**REQUIREMENT**
Each line of the listing that contains "right" should be found and copied.

**AVAILABLE DATA**
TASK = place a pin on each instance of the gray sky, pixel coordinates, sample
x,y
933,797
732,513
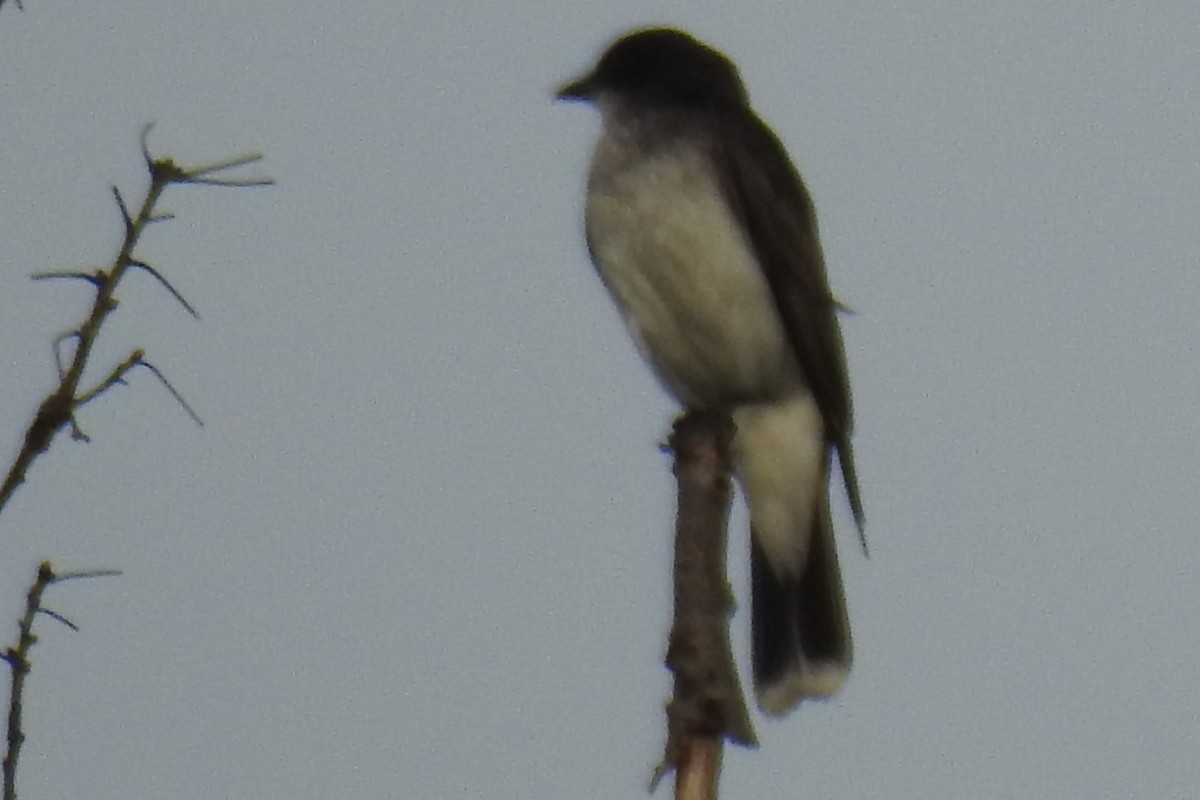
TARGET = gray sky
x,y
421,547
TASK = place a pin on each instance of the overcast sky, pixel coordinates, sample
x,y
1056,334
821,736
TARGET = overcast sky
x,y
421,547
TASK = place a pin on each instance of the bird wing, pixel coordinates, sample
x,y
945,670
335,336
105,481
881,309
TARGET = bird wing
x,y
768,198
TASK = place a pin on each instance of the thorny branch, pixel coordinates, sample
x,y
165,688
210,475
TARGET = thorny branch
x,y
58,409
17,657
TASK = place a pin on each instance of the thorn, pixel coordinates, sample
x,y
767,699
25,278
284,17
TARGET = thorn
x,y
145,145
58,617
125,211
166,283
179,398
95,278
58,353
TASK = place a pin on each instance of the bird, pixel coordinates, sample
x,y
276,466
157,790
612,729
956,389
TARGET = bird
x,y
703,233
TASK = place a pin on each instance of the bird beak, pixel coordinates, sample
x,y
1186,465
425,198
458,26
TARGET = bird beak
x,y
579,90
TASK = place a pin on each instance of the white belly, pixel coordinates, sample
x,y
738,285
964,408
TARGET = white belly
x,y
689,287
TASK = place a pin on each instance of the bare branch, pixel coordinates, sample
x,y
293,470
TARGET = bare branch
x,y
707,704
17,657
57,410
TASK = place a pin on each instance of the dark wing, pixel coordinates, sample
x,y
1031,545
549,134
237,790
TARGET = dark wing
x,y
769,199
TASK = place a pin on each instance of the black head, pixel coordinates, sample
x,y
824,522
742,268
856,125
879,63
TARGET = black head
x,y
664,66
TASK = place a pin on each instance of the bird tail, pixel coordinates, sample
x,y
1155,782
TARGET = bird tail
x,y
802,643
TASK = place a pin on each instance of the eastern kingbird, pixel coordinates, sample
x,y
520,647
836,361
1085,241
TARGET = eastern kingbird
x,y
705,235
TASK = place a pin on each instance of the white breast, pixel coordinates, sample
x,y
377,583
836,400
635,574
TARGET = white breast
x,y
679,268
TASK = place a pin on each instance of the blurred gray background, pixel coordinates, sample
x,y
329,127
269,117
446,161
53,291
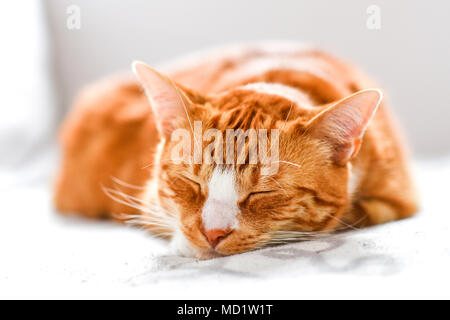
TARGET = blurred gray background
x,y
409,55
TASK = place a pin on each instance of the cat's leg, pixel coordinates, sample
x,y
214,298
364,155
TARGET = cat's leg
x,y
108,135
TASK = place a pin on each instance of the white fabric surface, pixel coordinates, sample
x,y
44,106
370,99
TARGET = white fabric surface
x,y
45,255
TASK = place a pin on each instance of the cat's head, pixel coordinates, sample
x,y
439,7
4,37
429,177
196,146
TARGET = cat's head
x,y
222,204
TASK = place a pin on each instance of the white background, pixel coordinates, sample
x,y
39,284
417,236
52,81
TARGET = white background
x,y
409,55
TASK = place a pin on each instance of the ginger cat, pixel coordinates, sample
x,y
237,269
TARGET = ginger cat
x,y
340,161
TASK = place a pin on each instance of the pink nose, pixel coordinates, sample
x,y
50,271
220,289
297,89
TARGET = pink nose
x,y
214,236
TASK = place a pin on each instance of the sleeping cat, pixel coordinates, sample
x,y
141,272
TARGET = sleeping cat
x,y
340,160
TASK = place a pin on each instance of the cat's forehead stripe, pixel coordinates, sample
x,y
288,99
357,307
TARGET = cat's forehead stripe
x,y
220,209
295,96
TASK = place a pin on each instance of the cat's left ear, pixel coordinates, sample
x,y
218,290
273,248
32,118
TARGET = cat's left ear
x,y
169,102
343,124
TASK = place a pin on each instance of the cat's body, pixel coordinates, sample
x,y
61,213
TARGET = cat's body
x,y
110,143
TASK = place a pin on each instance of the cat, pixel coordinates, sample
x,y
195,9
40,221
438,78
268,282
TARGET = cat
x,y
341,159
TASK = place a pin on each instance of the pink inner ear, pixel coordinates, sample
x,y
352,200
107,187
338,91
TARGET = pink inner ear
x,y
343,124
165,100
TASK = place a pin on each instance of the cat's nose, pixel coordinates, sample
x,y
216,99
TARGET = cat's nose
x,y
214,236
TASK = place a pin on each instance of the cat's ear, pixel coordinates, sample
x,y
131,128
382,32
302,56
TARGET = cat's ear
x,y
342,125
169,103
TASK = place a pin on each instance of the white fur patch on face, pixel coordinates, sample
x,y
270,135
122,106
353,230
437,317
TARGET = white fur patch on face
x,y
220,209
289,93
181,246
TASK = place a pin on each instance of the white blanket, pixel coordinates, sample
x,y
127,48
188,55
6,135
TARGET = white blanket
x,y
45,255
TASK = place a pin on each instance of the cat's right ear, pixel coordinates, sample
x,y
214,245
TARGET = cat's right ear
--
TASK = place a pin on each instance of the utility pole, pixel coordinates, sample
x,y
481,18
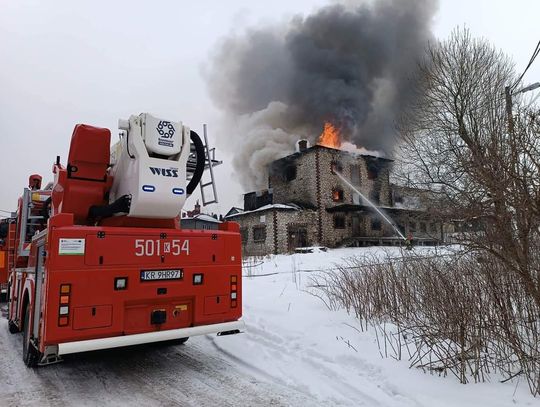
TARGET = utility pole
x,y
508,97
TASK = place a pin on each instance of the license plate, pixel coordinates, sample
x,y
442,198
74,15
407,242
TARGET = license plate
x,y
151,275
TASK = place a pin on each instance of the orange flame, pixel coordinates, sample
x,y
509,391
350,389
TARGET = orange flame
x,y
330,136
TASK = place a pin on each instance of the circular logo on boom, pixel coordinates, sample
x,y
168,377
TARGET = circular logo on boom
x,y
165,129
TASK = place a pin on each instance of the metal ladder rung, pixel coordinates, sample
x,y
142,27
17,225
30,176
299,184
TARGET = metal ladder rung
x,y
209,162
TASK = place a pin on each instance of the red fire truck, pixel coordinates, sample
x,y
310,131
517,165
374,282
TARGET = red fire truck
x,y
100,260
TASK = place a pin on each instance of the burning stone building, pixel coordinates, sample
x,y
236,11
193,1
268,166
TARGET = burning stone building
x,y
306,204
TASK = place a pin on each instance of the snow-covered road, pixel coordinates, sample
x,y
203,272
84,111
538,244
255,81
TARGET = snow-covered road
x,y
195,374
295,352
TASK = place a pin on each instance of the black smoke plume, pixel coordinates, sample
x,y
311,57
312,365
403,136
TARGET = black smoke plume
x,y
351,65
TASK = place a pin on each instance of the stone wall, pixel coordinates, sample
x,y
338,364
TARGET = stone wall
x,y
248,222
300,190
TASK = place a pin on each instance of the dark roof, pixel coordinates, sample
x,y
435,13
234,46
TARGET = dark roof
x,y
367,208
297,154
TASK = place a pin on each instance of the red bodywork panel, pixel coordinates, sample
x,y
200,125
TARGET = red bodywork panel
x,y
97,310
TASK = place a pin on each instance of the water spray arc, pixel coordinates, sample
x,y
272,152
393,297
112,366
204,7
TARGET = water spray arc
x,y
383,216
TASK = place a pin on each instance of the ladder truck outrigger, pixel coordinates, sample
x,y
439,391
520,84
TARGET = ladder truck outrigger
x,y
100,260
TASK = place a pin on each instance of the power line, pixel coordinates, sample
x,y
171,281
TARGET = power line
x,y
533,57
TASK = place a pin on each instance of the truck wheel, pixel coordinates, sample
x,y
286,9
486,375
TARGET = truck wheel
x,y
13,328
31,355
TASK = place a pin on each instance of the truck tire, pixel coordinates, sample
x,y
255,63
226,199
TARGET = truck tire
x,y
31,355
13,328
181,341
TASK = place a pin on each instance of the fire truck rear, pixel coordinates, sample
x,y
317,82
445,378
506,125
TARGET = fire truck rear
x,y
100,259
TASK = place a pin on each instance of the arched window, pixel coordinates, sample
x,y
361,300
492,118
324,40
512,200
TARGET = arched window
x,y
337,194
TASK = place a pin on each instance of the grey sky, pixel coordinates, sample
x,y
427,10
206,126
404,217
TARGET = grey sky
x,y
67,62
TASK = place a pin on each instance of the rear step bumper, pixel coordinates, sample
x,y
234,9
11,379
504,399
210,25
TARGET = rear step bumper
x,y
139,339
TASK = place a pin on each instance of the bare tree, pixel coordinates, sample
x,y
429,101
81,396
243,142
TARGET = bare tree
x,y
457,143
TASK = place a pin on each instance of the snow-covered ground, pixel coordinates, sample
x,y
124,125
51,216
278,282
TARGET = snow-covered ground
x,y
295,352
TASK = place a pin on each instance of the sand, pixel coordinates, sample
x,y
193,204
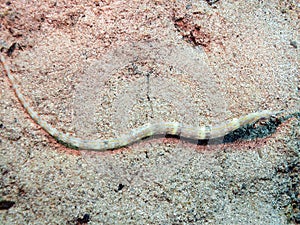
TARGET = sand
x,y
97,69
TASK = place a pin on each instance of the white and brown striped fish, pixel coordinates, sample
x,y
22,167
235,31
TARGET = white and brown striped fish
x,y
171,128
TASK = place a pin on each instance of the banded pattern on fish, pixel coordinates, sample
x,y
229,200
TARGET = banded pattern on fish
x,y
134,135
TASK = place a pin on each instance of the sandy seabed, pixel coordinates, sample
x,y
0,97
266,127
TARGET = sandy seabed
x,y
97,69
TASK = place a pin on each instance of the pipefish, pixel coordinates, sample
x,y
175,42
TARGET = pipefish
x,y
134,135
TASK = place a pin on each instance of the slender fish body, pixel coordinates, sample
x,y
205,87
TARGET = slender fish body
---
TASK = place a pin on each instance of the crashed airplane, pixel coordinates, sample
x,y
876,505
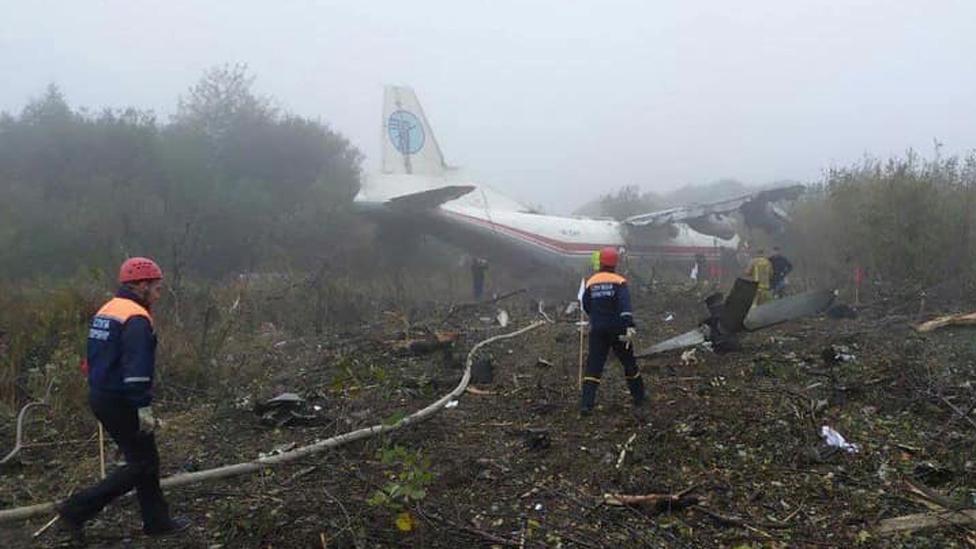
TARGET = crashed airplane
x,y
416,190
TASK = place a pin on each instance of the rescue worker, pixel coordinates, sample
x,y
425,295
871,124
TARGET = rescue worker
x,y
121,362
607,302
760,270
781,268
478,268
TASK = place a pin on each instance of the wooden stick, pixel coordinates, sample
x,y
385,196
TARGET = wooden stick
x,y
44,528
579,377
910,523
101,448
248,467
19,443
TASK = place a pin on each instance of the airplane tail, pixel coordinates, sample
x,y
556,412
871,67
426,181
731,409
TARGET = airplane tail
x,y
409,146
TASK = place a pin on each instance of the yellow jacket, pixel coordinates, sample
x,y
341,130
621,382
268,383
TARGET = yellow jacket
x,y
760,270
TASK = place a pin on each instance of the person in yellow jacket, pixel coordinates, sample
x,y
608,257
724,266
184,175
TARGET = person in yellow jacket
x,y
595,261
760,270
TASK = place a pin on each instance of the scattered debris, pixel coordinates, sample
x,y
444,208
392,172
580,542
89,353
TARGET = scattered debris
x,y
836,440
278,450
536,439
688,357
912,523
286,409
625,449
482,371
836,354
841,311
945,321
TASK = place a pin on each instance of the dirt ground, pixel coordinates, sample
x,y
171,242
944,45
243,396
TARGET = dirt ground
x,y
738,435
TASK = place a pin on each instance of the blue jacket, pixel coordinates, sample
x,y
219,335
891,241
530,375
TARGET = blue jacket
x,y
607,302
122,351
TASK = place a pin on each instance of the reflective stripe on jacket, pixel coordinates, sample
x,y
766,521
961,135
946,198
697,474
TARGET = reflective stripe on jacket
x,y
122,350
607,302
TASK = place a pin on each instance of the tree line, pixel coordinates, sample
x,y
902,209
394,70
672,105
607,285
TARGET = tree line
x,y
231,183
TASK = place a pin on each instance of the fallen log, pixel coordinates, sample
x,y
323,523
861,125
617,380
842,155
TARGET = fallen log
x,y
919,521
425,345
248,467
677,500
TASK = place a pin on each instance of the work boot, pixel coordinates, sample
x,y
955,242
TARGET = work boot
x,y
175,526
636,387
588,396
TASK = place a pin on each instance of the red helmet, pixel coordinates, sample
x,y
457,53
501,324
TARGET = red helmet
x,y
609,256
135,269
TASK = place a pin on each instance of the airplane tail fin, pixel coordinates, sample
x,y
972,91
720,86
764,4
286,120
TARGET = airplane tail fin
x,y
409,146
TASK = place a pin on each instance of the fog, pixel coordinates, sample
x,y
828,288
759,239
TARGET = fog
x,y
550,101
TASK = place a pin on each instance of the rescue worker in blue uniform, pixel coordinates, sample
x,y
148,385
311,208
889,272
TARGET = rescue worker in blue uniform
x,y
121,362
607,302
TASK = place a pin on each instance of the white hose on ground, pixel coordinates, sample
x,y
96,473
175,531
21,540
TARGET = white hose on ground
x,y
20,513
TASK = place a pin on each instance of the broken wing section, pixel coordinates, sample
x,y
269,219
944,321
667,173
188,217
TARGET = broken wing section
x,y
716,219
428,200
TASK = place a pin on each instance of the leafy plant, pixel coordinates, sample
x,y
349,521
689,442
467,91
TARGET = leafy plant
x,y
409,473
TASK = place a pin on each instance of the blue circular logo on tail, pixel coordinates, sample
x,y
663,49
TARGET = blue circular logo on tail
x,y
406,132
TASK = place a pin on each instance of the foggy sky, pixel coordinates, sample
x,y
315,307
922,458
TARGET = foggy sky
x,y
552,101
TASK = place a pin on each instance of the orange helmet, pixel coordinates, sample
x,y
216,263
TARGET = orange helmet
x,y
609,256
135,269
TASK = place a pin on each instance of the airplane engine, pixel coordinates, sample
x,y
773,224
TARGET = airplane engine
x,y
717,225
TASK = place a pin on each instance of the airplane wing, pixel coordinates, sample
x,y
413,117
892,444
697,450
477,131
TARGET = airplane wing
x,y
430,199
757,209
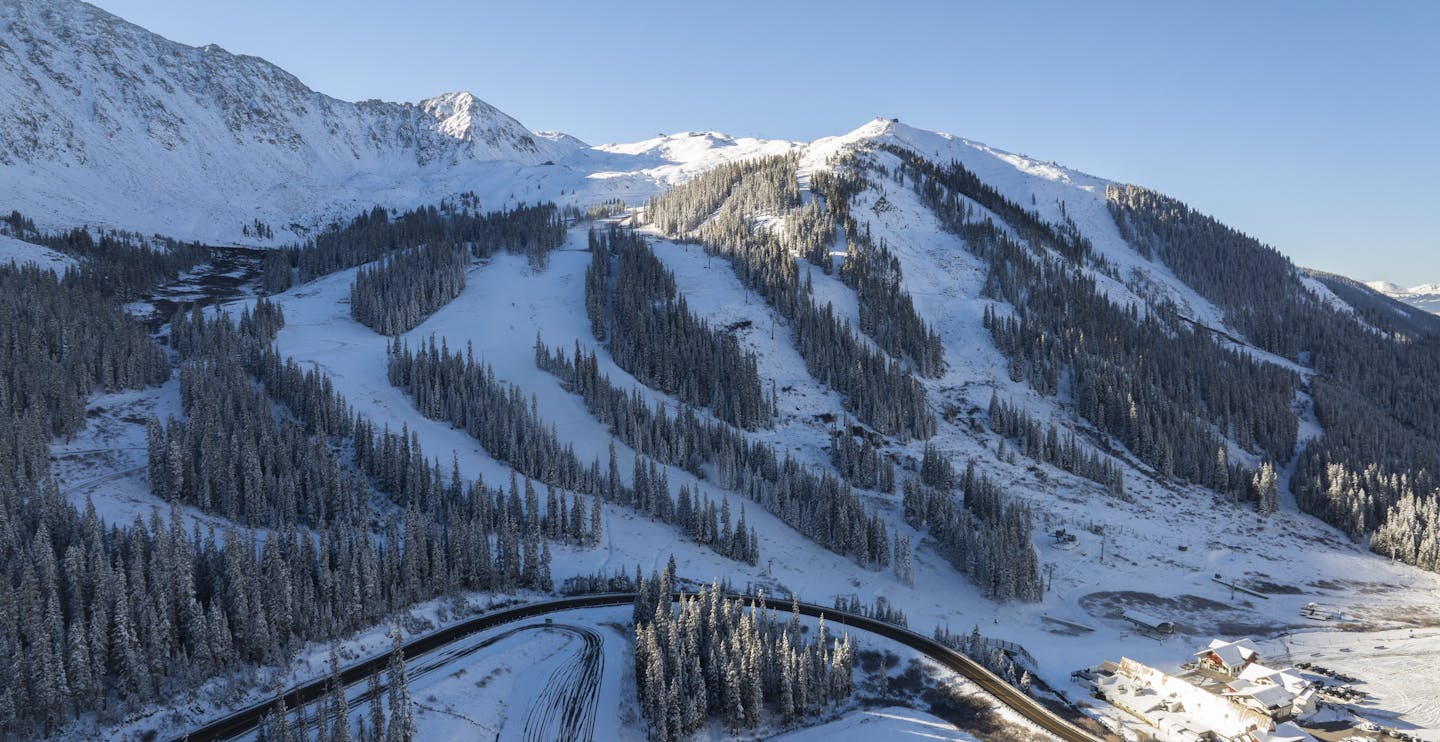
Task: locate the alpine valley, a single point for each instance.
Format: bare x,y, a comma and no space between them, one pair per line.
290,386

**WRITTEN SOLUTION**
TASK = place a pin on each instance of the cat's right ear, pixel coordinates, sample
TARGET = cat's right ear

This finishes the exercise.